MATERIAL FOR THE TASK:
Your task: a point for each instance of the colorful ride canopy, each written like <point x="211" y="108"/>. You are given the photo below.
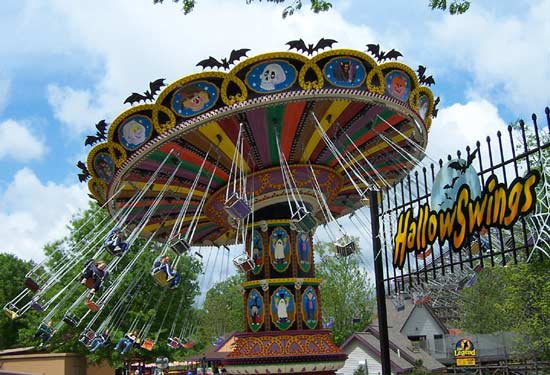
<point x="377" y="114"/>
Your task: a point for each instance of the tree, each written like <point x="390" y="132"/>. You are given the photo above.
<point x="146" y="303"/>
<point x="12" y="275"/>
<point x="317" y="6"/>
<point x="515" y="298"/>
<point x="223" y="310"/>
<point x="346" y="293"/>
<point x="455" y="6"/>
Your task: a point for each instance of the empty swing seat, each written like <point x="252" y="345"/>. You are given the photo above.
<point x="11" y="311"/>
<point x="237" y="207"/>
<point x="179" y="245"/>
<point x="244" y="263"/>
<point x="31" y="284"/>
<point x="94" y="307"/>
<point x="160" y="278"/>
<point x="188" y="344"/>
<point x="174" y="342"/>
<point x="148" y="344"/>
<point x="345" y="246"/>
<point x="37" y="306"/>
<point x="303" y="220"/>
<point x="86" y="337"/>
<point x="70" y="319"/>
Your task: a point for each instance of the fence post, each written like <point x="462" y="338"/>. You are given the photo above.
<point x="379" y="282"/>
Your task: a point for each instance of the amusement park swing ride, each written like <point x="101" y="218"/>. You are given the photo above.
<point x="257" y="154"/>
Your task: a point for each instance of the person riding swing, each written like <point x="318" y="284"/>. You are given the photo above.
<point x="162" y="265"/>
<point x="94" y="274"/>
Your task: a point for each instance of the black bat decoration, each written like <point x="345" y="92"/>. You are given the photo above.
<point x="154" y="88"/>
<point x="434" y="112"/>
<point x="422" y="78"/>
<point x="234" y="56"/>
<point x="452" y="184"/>
<point x="99" y="135"/>
<point x="457" y="165"/>
<point x="85" y="175"/>
<point x="374" y="49"/>
<point x="301" y="46"/>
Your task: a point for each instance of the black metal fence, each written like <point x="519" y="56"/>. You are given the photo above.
<point x="511" y="154"/>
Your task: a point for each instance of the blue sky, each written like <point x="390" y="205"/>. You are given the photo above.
<point x="64" y="65"/>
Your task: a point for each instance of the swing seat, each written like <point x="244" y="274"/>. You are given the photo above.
<point x="114" y="250"/>
<point x="11" y="311"/>
<point x="37" y="306"/>
<point x="174" y="342"/>
<point x="303" y="220"/>
<point x="86" y="337"/>
<point x="70" y="319"/>
<point x="89" y="283"/>
<point x="474" y="248"/>
<point x="43" y="328"/>
<point x="237" y="207"/>
<point x="244" y="263"/>
<point x="148" y="344"/>
<point x="31" y="284"/>
<point x="179" y="245"/>
<point x="188" y="345"/>
<point x="345" y="246"/>
<point x="94" y="307"/>
<point x="160" y="278"/>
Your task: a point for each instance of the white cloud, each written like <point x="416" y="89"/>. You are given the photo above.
<point x="33" y="213"/>
<point x="161" y="42"/>
<point x="18" y="143"/>
<point x="4" y="91"/>
<point x="507" y="55"/>
<point x="460" y="125"/>
<point x="75" y="109"/>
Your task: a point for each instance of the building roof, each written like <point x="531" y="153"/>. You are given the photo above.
<point x="396" y="322"/>
<point x="401" y="342"/>
<point x="372" y="346"/>
<point x="398" y="319"/>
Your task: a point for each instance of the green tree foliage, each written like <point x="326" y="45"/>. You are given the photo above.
<point x="223" y="310"/>
<point x="12" y="275"/>
<point x="455" y="6"/>
<point x="515" y="298"/>
<point x="148" y="302"/>
<point x="346" y="295"/>
<point x="485" y="317"/>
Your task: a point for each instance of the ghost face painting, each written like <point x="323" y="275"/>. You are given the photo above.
<point x="133" y="133"/>
<point x="272" y="75"/>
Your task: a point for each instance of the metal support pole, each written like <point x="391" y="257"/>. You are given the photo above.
<point x="379" y="282"/>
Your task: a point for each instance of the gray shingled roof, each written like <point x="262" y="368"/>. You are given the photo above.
<point x="396" y="321"/>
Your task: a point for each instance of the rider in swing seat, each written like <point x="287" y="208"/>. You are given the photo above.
<point x="95" y="271"/>
<point x="45" y="332"/>
<point x="162" y="264"/>
<point x="126" y="342"/>
<point x="100" y="341"/>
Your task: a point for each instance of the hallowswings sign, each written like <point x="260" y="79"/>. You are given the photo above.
<point x="495" y="206"/>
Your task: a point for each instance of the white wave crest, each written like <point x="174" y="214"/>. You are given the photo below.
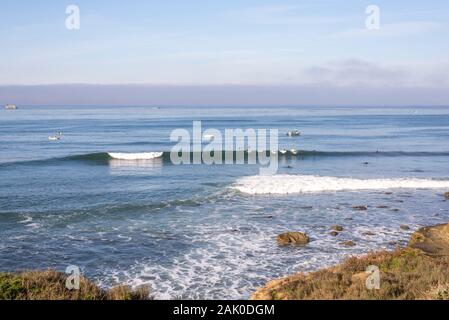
<point x="135" y="156"/>
<point x="286" y="184"/>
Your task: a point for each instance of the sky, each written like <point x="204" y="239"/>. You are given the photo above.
<point x="227" y="45"/>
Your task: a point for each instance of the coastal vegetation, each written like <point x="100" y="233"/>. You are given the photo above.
<point x="418" y="271"/>
<point x="50" y="285"/>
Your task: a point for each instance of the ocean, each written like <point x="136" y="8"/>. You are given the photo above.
<point x="209" y="231"/>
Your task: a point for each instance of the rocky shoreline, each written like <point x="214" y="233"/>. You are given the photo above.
<point x="420" y="270"/>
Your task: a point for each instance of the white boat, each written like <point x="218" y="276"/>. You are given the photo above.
<point x="135" y="156"/>
<point x="294" y="133"/>
<point x="55" y="137"/>
<point x="208" y="137"/>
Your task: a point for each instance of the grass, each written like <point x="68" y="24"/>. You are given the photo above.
<point x="407" y="274"/>
<point x="404" y="274"/>
<point x="50" y="285"/>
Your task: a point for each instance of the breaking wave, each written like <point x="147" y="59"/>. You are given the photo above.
<point x="288" y="184"/>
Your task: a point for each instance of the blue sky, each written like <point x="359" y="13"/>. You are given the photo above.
<point x="238" y="42"/>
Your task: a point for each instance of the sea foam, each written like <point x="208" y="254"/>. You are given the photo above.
<point x="287" y="184"/>
<point x="135" y="156"/>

TASK BRIEF:
Put each line of the items above into a JSON list of strings, one string per line, skipping any blank lines. Leave the pictures out.

REPLY TO THE EXERCISE:
[
  "Your task: a point for each instance of the colorful ride canopy, each written like <point x=\"211\" y=\"108\"/>. You are given the photo below.",
  "<point x=\"377\" y=\"114\"/>",
  "Your task: a point for each instance of the tree, each written like <point x=\"390\" y=\"132\"/>. You are given the photo above.",
  "<point x=\"146\" y=\"303\"/>",
  "<point x=\"12\" y=\"275\"/>",
  "<point x=\"317\" y=\"6\"/>",
  "<point x=\"515\" y=\"298\"/>",
  "<point x=\"223\" y=\"310\"/>",
  "<point x=\"346\" y=\"293\"/>",
  "<point x=\"455\" y=\"6\"/>",
  "Your task: a point for each instance of the empty swing seat, each written like <point x=\"252\" y=\"345\"/>. You are given the photo above.",
  "<point x=\"11\" y=\"311\"/>",
  "<point x=\"237\" y=\"207\"/>",
  "<point x=\"179\" y=\"245\"/>",
  "<point x=\"244\" y=\"263\"/>",
  "<point x=\"31\" y=\"284\"/>",
  "<point x=\"94\" y=\"307\"/>",
  "<point x=\"160\" y=\"278\"/>",
  "<point x=\"188\" y=\"344\"/>",
  "<point x=\"174\" y=\"342\"/>",
  "<point x=\"148\" y=\"344\"/>",
  "<point x=\"345\" y=\"246\"/>",
  "<point x=\"37\" y=\"306\"/>",
  "<point x=\"303\" y=\"220\"/>",
  "<point x=\"86\" y=\"337\"/>",
  "<point x=\"70\" y=\"319\"/>",
  "Your task: a point for each instance of the fence post, each written like <point x=\"462\" y=\"338\"/>. You are given the photo above.",
  "<point x=\"379\" y=\"282\"/>",
  "Your task: a point for each instance of the amusement park swing ride, each written like <point x=\"101\" y=\"218\"/>. You are given the photo above.",
  "<point x=\"257\" y=\"154\"/>",
  "Your task: a point for each instance of the person riding swing, each written like <point x=\"318\" y=\"284\"/>. You are given the photo above.",
  "<point x=\"162\" y=\"265\"/>",
  "<point x=\"94\" y=\"274\"/>",
  "Your task: a point for each instance of the black bat decoration, each written like <point x=\"345\" y=\"92\"/>. You are given the photo above.",
  "<point x=\"154\" y=\"88\"/>",
  "<point x=\"434\" y=\"112\"/>",
  "<point x=\"422\" y=\"78\"/>",
  "<point x=\"234\" y=\"56\"/>",
  "<point x=\"452\" y=\"184\"/>",
  "<point x=\"99\" y=\"135\"/>",
  "<point x=\"457\" y=\"165\"/>",
  "<point x=\"85\" y=\"175\"/>",
  "<point x=\"374\" y=\"49\"/>",
  "<point x=\"301\" y=\"46\"/>",
  "Your task: a point for each instance of the black metal fence, each written like <point x=\"519\" y=\"56\"/>. You are given the photo above.",
  "<point x=\"511\" y=\"154\"/>",
  "Your task: a point for each instance of the blue sky, each written like <point x=\"390\" y=\"205\"/>. You are given the photo above.",
  "<point x=\"64\" y=\"65\"/>",
  "Your task: a point for each instance of the swing seat, each written like <point x=\"244\" y=\"274\"/>. You are given the photo above.",
  "<point x=\"114\" y=\"250\"/>",
  "<point x=\"11\" y=\"311\"/>",
  "<point x=\"37\" y=\"306\"/>",
  "<point x=\"174\" y=\"342\"/>",
  "<point x=\"303\" y=\"220\"/>",
  "<point x=\"86\" y=\"337\"/>",
  "<point x=\"70\" y=\"319\"/>",
  "<point x=\"89\" y=\"283\"/>",
  "<point x=\"474\" y=\"248\"/>",
  "<point x=\"43\" y=\"328\"/>",
  "<point x=\"237\" y=\"207\"/>",
  "<point x=\"244\" y=\"263\"/>",
  "<point x=\"148\" y=\"344\"/>",
  "<point x=\"31\" y=\"284\"/>",
  "<point x=\"179\" y=\"245\"/>",
  "<point x=\"188\" y=\"345\"/>",
  "<point x=\"345\" y=\"246\"/>",
  "<point x=\"94\" y=\"307\"/>",
  "<point x=\"160\" y=\"278\"/>",
  "Your task: a point for each instance of the white cloud, each written like <point x=\"416\" y=\"89\"/>. You are given the photo above.",
  "<point x=\"33\" y=\"213\"/>",
  "<point x=\"161\" y=\"42\"/>",
  "<point x=\"18\" y=\"143\"/>",
  "<point x=\"4\" y=\"91\"/>",
  "<point x=\"507\" y=\"55\"/>",
  "<point x=\"460\" y=\"125\"/>",
  "<point x=\"75\" y=\"109\"/>",
  "Your task: a point for each instance of the building roof, each written like <point x=\"531\" y=\"153\"/>. You are given the photo above.",
  "<point x=\"396\" y=\"322\"/>",
  "<point x=\"401\" y=\"342\"/>",
  "<point x=\"372\" y=\"346\"/>",
  "<point x=\"398\" y=\"319\"/>",
  "Your task: a point for each instance of the green tree foliage, each written like <point x=\"326\" y=\"45\"/>. You are given the photo above.",
  "<point x=\"223\" y=\"310\"/>",
  "<point x=\"12\" y=\"275\"/>",
  "<point x=\"455\" y=\"6\"/>",
  "<point x=\"515\" y=\"298\"/>",
  "<point x=\"148\" y=\"302\"/>",
  "<point x=\"346\" y=\"295\"/>",
  "<point x=\"485\" y=\"317\"/>",
  "Your task: a point for each instance of the ghost face painting, each written like <point x=\"323\" y=\"275\"/>. You are given the photo above.",
  "<point x=\"133\" y=\"133\"/>",
  "<point x=\"272\" y=\"75\"/>",
  "Your task: a point for each instance of the metal support pole, each written like <point x=\"391\" y=\"257\"/>. You are given the photo above.",
  "<point x=\"379\" y=\"282\"/>",
  "Your task: a point for each instance of the gray shingled roof, each written like <point x=\"262\" y=\"368\"/>. You are given the photo above.",
  "<point x=\"396\" y=\"321\"/>",
  "Your task: a point for each instance of the rider in swing seat, each written like <point x=\"287\" y=\"208\"/>. You are given the photo above.",
  "<point x=\"95\" y=\"271\"/>",
  "<point x=\"45\" y=\"332\"/>",
  "<point x=\"162\" y=\"264\"/>",
  "<point x=\"126\" y=\"342\"/>",
  "<point x=\"100\" y=\"341\"/>",
  "Your task: a point for each instance of the hallowswings sign, each written like <point x=\"260\" y=\"79\"/>. You are given the photo above.",
  "<point x=\"495\" y=\"206\"/>",
  "Your task: a point for each instance of the white wave crest, each written like <point x=\"174\" y=\"214\"/>. You are given the photo below.",
  "<point x=\"135\" y=\"156\"/>",
  "<point x=\"286\" y=\"184\"/>",
  "Your task: a point for each instance of the sky, each written like <point x=\"204\" y=\"239\"/>. You are given the photo above.",
  "<point x=\"227\" y=\"45\"/>",
  "Your task: a point for each instance of the coastal vegetation, each written like <point x=\"100\" y=\"233\"/>. You are given the photo above.",
  "<point x=\"418\" y=\"271\"/>",
  "<point x=\"50\" y=\"285\"/>",
  "Your task: a point for each instance of the ocean, each written like <point x=\"136\" y=\"8\"/>. You are given the photo above.",
  "<point x=\"209\" y=\"231\"/>",
  "Your task: a point for each instance of the rocky shoreline, each written like <point x=\"214\" y=\"233\"/>. You are given the photo above.",
  "<point x=\"420\" y=\"270\"/>",
  "Your task: a point for each instance of the white boat, each written like <point x=\"218\" y=\"276\"/>. You are given the photo above.",
  "<point x=\"135\" y=\"156\"/>",
  "<point x=\"294\" y=\"133\"/>",
  "<point x=\"55\" y=\"137\"/>",
  "<point x=\"208\" y=\"137\"/>",
  "Your task: a point for each instance of the grass, each written like <point x=\"68\" y=\"24\"/>. You are given the photo above.",
  "<point x=\"407\" y=\"274\"/>",
  "<point x=\"404\" y=\"274\"/>",
  "<point x=\"50\" y=\"285\"/>",
  "Your task: a point for each instance of the breaking wave, each written like <point x=\"147\" y=\"59\"/>. You are given the photo above.",
  "<point x=\"288\" y=\"184\"/>",
  "Your task: a point for each instance of the blue sky, each written like <point x=\"359\" y=\"13\"/>. You are given the photo above.",
  "<point x=\"238\" y=\"42\"/>",
  "Your task: a point for each instance of the sea foam, each written like <point x=\"208\" y=\"254\"/>. You are given the photo above.",
  "<point x=\"287\" y=\"184\"/>",
  "<point x=\"135\" y=\"156\"/>"
]